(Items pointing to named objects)
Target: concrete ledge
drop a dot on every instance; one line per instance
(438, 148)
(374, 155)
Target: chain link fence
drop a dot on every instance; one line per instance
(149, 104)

Task to complete
Could you rewrite every line of the items above, requests included, but multiply each coordinate in the answers by 2.6 and round it to a whole number, with halves rounded up?

Output for this exercise
Target: concrete ledge
drop a dot on every instance; one line per instance
(1139, 385)
(972, 403)
Target: chain link fence
drop a dot on every instance; one line per instance
(387, 270)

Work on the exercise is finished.